What you should do:
In the material below, repeat only the lines from the one that holds "Where can you find the engraved" through the final line, exactly as they stand.

[Entries from a point annotation set]

# # # # #

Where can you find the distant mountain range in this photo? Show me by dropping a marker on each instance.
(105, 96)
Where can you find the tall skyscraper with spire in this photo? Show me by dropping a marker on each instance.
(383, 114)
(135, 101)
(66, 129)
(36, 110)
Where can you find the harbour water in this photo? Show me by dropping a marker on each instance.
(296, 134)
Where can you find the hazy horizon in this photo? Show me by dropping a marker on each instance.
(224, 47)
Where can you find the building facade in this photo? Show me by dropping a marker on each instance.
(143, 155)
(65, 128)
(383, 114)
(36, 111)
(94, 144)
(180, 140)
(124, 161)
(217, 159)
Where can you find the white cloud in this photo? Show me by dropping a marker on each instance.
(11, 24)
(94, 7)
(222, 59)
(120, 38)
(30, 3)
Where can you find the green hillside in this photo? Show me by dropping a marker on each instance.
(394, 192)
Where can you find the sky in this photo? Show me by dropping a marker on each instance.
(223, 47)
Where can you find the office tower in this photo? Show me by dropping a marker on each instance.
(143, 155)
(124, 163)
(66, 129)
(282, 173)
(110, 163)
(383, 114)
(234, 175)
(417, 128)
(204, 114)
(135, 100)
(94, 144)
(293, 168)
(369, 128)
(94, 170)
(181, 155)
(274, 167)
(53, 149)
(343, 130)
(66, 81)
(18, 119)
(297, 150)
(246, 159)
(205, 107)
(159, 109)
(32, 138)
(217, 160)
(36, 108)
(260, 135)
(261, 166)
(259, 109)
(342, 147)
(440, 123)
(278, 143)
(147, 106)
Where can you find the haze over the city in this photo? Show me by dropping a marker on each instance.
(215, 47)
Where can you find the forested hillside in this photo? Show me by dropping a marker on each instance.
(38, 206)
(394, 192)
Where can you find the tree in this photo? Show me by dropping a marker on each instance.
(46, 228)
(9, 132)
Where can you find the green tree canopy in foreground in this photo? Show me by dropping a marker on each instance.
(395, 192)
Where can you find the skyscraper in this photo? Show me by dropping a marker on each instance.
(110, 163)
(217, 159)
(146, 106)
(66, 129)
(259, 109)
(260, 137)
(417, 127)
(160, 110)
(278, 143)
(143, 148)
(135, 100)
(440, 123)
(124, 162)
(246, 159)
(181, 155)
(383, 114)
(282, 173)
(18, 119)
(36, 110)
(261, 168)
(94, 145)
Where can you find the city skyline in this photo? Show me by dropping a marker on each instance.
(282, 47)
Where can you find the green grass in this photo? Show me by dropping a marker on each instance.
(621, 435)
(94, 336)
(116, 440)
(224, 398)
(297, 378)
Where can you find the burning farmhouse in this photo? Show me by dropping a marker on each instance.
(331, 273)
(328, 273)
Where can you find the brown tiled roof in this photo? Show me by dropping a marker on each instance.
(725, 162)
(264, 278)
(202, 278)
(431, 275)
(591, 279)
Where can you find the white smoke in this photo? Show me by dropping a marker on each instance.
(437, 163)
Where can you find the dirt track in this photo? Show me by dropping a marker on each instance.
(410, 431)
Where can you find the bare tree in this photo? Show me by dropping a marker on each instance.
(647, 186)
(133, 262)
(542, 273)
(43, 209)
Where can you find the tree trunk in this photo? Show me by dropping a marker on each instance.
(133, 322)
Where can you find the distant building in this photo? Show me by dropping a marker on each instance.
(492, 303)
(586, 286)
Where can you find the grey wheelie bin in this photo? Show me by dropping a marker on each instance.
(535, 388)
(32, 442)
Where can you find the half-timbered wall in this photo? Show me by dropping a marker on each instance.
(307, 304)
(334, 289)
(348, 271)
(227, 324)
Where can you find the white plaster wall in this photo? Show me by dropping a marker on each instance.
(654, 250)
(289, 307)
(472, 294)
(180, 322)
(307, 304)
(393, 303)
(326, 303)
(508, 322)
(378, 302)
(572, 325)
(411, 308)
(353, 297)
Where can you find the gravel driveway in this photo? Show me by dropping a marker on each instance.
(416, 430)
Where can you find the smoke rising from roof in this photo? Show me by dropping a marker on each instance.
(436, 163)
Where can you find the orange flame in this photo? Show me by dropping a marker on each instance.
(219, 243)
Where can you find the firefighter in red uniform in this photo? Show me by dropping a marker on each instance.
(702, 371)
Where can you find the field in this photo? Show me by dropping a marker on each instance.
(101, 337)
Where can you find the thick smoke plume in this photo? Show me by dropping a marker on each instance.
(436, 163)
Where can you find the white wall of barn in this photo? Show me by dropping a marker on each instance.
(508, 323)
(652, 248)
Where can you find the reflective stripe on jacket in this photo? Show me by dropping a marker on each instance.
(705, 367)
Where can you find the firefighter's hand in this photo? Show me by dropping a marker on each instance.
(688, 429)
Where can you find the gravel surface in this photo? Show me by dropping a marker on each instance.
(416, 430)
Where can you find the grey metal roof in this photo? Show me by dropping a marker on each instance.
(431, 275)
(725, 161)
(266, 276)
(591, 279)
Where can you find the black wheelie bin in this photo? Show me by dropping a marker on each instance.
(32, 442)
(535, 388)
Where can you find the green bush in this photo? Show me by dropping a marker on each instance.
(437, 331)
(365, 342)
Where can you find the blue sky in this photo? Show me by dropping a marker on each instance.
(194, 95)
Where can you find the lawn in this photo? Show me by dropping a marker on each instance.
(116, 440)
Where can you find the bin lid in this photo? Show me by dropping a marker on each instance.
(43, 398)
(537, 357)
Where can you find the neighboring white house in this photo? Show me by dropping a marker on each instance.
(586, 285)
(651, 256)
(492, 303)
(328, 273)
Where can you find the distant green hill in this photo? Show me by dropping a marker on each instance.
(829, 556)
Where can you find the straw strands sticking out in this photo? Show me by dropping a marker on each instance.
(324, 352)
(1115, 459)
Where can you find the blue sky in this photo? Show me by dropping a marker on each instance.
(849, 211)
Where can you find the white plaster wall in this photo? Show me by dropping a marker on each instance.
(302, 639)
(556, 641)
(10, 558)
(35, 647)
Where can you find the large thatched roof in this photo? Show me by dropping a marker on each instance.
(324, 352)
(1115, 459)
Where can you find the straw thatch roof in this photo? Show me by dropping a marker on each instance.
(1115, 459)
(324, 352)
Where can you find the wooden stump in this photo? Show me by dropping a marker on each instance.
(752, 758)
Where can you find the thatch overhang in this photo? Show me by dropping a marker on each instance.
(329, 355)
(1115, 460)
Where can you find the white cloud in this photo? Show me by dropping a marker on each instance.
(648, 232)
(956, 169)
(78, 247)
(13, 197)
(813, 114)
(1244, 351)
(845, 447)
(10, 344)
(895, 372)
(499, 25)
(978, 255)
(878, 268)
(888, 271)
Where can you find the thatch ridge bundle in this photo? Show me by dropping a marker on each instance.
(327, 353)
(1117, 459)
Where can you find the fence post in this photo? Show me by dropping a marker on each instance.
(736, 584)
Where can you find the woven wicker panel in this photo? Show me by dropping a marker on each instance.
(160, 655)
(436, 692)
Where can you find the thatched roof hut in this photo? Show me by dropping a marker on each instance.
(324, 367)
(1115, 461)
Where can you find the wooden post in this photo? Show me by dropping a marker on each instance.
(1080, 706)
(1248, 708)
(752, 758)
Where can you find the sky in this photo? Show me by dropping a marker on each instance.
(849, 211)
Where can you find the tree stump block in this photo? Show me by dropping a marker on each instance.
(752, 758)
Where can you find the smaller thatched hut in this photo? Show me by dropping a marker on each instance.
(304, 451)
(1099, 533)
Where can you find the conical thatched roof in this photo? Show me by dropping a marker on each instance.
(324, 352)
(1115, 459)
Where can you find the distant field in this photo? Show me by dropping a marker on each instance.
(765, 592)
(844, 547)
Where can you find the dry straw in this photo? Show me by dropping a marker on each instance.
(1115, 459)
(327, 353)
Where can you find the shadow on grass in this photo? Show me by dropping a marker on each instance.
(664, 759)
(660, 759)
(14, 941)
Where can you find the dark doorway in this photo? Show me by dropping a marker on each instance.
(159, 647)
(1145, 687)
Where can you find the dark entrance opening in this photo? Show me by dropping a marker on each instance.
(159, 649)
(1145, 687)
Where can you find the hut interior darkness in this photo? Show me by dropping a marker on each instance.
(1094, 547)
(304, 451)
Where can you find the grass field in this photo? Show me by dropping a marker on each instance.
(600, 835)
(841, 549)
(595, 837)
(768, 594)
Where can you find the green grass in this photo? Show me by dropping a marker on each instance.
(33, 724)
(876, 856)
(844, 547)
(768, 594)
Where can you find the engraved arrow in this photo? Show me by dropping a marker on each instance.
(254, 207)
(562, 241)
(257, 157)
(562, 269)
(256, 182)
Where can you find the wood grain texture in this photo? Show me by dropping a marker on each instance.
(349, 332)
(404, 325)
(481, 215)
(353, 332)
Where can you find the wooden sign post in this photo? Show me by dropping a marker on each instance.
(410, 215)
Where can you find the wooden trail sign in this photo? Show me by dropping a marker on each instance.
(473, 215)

# # # # #

Reply to the task:
Where can you find the engraved arrow in this photo? Show me by dropping a marker on each instance.
(254, 207)
(562, 241)
(257, 157)
(562, 269)
(256, 182)
Where can you find the wood grain texture in this photo? Show me by dropping a marker on each instance.
(349, 332)
(404, 325)
(481, 215)
(353, 332)
Where can you find the wooden sign post in this photo? Show me by dropping a marker on each instance.
(410, 215)
Where can you find the wooden trail sign in this photo? Show me by dropping a marker on each instance.
(473, 215)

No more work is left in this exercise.